• PASSAGE PROPOSÉ:

------------

Par amour, il se fait expert en arrosage

©Corinne Cuendet

Son épouse Danielle consacrait beaucoup de temps à donner à boire aux plantes et à raf-fraîchir leur jardin. Pour passer plus de temps avec elle, Pierre-Yves Croset a créé, en mai dernier, un système astucieux d’arrosage automatique.

Longtemps, aux yeux de Pierre-Yves Croset, le jardin était « terra incognita ». Un domaine inexploré que ce gestionnaire de fortune de 67 ans, pilote d’hélicoptère durant ses loisirs voyait en quelque sorte à la longue vue. Un petit paradis, certes, mais, somme toute, laissé aux bons soins de Danielle, son épouse férue d’horticulture. Méticuleuse, sensible à la nature, cette passionnée met « depuis toujours » beaucoup d’elle-même dans l’entretien des platebandes, la pelouse et autres talus entourant leur maison de Villeneuve (VD).

------------

(Enregistrements du jeu de données)
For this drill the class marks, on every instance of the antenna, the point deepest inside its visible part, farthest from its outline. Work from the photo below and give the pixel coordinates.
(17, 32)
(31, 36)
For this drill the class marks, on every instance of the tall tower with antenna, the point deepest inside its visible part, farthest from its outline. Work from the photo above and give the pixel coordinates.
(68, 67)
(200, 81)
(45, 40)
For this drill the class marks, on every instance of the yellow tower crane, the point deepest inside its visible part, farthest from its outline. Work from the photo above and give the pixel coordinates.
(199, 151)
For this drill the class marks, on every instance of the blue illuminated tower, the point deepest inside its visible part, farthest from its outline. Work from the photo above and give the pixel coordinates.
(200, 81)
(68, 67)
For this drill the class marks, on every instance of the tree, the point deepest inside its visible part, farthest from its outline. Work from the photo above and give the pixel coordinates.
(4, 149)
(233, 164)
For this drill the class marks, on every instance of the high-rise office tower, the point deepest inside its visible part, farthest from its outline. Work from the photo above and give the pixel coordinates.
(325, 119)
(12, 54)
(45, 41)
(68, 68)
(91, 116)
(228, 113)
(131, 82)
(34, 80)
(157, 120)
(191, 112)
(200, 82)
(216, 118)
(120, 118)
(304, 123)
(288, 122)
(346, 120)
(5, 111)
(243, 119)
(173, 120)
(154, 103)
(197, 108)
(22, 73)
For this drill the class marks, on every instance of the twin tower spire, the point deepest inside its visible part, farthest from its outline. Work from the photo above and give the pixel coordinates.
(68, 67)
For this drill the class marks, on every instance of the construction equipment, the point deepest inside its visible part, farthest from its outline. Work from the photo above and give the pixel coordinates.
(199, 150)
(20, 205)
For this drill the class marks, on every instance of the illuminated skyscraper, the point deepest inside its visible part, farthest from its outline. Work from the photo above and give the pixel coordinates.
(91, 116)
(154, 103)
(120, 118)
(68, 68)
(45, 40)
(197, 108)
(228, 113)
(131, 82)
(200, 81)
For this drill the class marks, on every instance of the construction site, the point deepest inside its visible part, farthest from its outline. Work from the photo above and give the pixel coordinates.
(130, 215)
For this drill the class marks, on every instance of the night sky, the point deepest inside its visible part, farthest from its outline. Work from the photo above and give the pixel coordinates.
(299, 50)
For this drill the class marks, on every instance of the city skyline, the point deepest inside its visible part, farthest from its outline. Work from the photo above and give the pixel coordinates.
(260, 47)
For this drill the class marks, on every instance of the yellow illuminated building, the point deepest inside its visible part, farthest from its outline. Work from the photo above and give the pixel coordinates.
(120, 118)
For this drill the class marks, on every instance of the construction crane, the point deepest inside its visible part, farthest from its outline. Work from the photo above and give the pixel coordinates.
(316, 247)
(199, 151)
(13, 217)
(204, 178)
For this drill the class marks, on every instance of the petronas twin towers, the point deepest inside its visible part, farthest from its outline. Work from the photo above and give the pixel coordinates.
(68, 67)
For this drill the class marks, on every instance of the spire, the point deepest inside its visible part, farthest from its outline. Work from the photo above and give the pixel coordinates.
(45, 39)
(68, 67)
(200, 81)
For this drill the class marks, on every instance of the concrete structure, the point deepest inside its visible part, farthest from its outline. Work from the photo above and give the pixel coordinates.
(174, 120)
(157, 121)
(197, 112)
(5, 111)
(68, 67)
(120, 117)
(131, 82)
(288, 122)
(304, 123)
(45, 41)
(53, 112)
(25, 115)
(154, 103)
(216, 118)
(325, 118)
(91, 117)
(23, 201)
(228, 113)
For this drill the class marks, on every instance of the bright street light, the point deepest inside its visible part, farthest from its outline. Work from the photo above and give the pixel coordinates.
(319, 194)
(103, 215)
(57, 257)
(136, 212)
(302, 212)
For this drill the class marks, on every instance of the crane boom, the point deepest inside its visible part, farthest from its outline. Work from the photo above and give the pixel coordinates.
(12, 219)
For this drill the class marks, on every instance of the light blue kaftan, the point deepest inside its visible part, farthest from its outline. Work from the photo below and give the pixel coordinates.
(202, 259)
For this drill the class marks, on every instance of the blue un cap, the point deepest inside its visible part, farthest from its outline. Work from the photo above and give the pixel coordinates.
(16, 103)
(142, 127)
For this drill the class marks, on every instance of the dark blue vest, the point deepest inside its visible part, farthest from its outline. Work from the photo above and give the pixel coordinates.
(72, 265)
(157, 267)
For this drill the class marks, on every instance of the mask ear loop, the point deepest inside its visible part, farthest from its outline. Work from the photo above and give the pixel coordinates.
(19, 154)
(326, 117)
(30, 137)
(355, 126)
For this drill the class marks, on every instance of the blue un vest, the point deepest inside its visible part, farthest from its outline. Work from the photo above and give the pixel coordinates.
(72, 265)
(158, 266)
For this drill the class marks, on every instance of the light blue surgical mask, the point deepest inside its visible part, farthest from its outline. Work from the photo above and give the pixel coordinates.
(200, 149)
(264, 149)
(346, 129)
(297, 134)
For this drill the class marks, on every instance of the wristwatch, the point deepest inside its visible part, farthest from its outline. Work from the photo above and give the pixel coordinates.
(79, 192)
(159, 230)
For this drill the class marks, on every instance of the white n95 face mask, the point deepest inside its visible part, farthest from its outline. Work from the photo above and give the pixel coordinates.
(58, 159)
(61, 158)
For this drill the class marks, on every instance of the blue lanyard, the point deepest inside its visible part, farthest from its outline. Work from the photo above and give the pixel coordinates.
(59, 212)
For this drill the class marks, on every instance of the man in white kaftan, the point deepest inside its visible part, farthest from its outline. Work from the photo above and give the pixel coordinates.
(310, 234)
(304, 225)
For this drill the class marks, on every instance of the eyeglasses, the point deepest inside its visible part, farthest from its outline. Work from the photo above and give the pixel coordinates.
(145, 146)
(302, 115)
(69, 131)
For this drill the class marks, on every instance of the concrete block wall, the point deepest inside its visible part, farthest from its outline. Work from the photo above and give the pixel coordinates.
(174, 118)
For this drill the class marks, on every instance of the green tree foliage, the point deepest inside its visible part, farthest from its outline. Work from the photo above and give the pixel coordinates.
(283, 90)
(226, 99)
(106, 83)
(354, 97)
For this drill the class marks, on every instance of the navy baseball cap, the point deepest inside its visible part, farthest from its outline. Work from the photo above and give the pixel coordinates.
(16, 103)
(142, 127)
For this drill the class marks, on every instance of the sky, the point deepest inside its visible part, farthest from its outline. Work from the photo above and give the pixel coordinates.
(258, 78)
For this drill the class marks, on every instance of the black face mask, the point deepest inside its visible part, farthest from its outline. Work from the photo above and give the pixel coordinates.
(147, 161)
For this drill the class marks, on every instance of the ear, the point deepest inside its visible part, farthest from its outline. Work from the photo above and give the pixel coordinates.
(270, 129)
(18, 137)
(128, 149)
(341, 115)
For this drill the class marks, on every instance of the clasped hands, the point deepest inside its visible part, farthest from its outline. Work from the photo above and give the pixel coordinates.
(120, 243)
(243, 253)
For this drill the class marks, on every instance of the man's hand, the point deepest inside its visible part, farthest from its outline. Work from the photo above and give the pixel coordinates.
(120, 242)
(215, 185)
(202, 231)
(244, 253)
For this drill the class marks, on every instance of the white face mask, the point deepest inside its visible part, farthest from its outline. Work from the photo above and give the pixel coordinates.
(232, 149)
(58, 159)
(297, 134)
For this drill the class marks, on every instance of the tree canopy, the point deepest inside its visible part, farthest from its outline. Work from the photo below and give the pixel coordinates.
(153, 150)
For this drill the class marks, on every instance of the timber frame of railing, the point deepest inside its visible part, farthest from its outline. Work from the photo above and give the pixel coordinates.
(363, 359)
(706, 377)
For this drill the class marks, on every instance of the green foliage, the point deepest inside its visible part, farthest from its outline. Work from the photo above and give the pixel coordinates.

------------

• CONSIGNES DE L'EXERCICE:
a. Retapez le segment du passage sur l'arrosage qui va de « Par amour, il » jusqu'à « astucieux d’arrosage automatique. » inclus.
b. Rassemblez toutes les lignes de la liste qui contiennent la chaîne « kaftan », en tenant compte de la casse.
La liste n'a aucun rapport avec le passage sur l'arrosage.

• RÉPONSES PAR CONSIGNE:
a.
Par amour, il se fait expert en arrosage

©Corinne Cuendet

Son épouse Danielle consacrait beaucoup de temps à donner à boire aux plantes et à raf-fraîchir leur jardin. Pour passer plus de temps avec elle, Pierre-Yves Croset a créé, en mai dernier, un système astucieux d’arrosage automatique.

b.
For this drill the class marks, on every instance of the light blue kaftan, the point deepest inside its visible part, farthest from its outline. Work from the photo below and give the pixel coordinates.
For this drill the class marks, on every instance of the man in white kaftan, the point deepest inside its visible part, farthest from its outline. Work from the photo above and give the pixel coordinates.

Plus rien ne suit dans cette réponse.